Excerpt provided >>
:::

In 2019, The Economist held its inaugural Antimicrobial Resistance Summit in London and Singapore. Bringing together policymakers, pharmaceutical companies, academic researchers and NGOs, the event made a compelling case for increasing both financial investment and policy attention to antimicrobial resistance (AMR), to avoid a future public health crisis.
The event presented a balance of optimism and concern; both events were forward-looking and looked at positive success stories and innovations, including public education campaigns, improvements in diagnostic technologies, data collaboration, and academic partnerships to combat AMR.

:::

Data >>
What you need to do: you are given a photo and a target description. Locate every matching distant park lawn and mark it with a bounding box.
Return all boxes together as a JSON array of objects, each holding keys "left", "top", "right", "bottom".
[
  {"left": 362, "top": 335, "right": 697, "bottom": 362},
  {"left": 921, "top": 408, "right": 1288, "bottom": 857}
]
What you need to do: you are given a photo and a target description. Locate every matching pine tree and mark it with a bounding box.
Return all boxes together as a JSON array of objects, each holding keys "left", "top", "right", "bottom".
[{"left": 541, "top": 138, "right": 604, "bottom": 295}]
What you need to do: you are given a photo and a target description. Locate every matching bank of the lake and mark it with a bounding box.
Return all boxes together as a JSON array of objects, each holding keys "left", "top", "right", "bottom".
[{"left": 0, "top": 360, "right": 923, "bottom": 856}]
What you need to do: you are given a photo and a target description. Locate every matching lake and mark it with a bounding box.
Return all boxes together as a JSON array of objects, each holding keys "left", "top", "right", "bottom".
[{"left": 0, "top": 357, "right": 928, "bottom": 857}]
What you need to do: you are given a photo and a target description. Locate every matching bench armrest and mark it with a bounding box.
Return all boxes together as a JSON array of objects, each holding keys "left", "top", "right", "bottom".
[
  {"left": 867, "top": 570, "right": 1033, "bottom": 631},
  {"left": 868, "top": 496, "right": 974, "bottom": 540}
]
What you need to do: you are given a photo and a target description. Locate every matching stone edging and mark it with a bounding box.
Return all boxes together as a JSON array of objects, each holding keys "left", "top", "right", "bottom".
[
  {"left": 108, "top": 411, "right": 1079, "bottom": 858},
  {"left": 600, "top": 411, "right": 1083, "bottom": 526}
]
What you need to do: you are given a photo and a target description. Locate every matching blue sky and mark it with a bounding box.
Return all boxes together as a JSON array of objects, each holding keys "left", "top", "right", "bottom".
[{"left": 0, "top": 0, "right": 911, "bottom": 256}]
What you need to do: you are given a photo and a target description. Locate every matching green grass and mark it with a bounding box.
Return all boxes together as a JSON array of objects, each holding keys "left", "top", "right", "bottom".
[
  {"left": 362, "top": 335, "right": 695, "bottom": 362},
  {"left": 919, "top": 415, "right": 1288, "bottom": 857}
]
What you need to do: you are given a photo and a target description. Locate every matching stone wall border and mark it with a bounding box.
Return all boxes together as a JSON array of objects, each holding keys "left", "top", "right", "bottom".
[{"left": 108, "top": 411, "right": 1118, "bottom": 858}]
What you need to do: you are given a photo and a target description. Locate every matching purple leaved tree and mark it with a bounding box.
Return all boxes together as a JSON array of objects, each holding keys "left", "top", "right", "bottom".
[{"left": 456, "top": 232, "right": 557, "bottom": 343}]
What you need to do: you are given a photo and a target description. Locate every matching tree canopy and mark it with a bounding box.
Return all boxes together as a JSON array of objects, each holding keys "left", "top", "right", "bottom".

:::

Task 1 >> Using the passage on the Antimicrobial Resistance Summit, mark each statement yes or no, and quote the words from the passage that decide it: (a) The summit took place in London and Singapore. (b) Only pharmaceutical companies took part in the event. (c) Improvements in diagnostic technologies were among the innovations considered.
Task 2 >> Write the next part of the passage on the Antimicrobial Resistance Summit, picking up after its final sentence.
The items have no connection to the passage on the Antimicrobial Resistance Summit.

Response box 1 >>
(a) Yes: "held its inaugural Antimicrobial Resistance Summit in London and Singapore"
(b) No: "Bringing together policymakers, pharmaceutical companies, academic researchers and NGOs"
(c) Yes: "improvements in diagnostic technologies"

Response box 2 >>
Speakers praised concrete action plans, while also noting a large number of countries without an AMR strategy. The contribution of the private sector also attracted both praise and scrutiny. Excessive marketing practices have encouraged irrational antibiotic usage, too many large pharmaceutical companies lack an AMR position, and the food and environment industries need to be more engaged given the interlinkages of AMR. At the same time, the private sector is a source of ideas and investment, from developing the rapid diagnostic technologies needed to reduce unnecessary antibiotic use, to developing new paradigms such as inhibiting bacterial functions, rather than focus only on elimination. Pharmaceutical companies, for their part, also called for greater support in cracking down on substandard counterfeit medicines, and for ‘push’ and ‘pull’ policy stimulus measures given the challenging economics of antibiotic research.